**Assignment**
All of the data beneath this instruction is to be transcribed word for word.

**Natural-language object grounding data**
------------------------------------
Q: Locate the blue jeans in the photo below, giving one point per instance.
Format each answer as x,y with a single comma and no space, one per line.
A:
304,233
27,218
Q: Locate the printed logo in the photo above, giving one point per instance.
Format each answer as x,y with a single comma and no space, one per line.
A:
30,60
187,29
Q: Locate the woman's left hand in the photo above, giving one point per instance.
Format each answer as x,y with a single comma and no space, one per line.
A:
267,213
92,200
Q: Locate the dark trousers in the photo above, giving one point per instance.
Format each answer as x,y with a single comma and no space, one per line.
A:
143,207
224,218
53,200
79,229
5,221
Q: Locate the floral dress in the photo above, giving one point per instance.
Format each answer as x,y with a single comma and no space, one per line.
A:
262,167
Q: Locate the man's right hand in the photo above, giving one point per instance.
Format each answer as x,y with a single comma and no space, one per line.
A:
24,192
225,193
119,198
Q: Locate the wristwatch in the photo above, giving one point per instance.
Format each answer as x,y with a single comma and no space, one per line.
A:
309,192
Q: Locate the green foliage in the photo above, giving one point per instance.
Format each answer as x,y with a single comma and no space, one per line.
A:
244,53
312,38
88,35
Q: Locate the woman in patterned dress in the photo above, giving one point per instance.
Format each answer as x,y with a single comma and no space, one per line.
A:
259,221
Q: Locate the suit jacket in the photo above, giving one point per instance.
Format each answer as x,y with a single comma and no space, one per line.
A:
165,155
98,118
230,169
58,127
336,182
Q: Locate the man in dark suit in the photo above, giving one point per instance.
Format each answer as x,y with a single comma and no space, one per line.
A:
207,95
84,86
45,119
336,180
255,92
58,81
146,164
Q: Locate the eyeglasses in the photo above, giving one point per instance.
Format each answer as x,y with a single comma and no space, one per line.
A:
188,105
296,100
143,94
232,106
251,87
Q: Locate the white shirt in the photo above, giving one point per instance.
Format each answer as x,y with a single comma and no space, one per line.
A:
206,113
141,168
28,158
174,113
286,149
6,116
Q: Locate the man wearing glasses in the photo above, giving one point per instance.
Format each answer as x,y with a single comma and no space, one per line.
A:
------------------------------------
**Task output**
Q: Locate the blue jeans in the photo below, giving one point per instance.
Format each answer as x,y with a single comma and no space, one per line.
A:
304,233
27,218
Q: Locate the printed logo in the photo above, giving one point per instance.
Format each answer as x,y with a single comma and no space, one per line.
A:
30,60
187,29
Q: Locate the woman's left hand in the photo above, giving one point per instance.
Format each answer as x,y with a single comma and no space, one per line.
A:
267,213
92,200
Q: Locate the dark trousers in the photo above, giving one point per instance.
Format each answer as x,y with a single comma and no space, one per line.
A:
143,207
224,218
53,200
79,229
5,221
Q: Locate the floral dress in the photo above, giving one point per instance.
Format each answer as x,y with a single comma and no space, one per line.
A:
262,167
Q: Locate the man's right hand in the photo above, giving one point per instance.
Format each answer as x,y with a single comma and no space, one per line.
A:
24,192
225,193
119,198
Q: Locate the wristwatch in the photo above, giving one point per instance.
Format each answer as x,y with a single comma and no space, one per line.
A:
309,192
Q: Locate the green foliage in the photo above, giving one point per instance.
Format each answer as x,y with a single comma and no space, one per line.
A:
244,53
312,38
88,35
Q: Locate the woman in patterned dress in the photo above, giving one point per instance.
Format each answer as x,y with a single comma and no space, one per line.
A:
259,221
Q: Locate the suit jacket in the photo above, giving one point per instance.
Format each answer as x,y with a single comma and no space, one per line.
A:
165,155
98,118
230,169
58,127
336,182
Q: Locate the man in dark suit in the photo above, giving one point per instance.
Format each answer as x,y with a single comma and no space, one per line.
A:
207,95
84,86
45,119
336,180
255,92
58,81
146,164
Q: Locate the eyeglasses in the photo above, giving one point per instance.
Format each answer as x,y with a single comma and no space, one per line.
A:
188,105
296,100
143,94
232,106
251,87
Q: Locate the white shirt in the photo above, giving one point per instance.
Format each answer as x,y with a single comma and no space, one per line.
A:
206,113
141,168
28,158
174,113
286,149
6,116
Q: Locate the man wearing glasses in the photo above, giving one point per instance.
Format each answer as x,y with a single comma and no space, one per line.
A:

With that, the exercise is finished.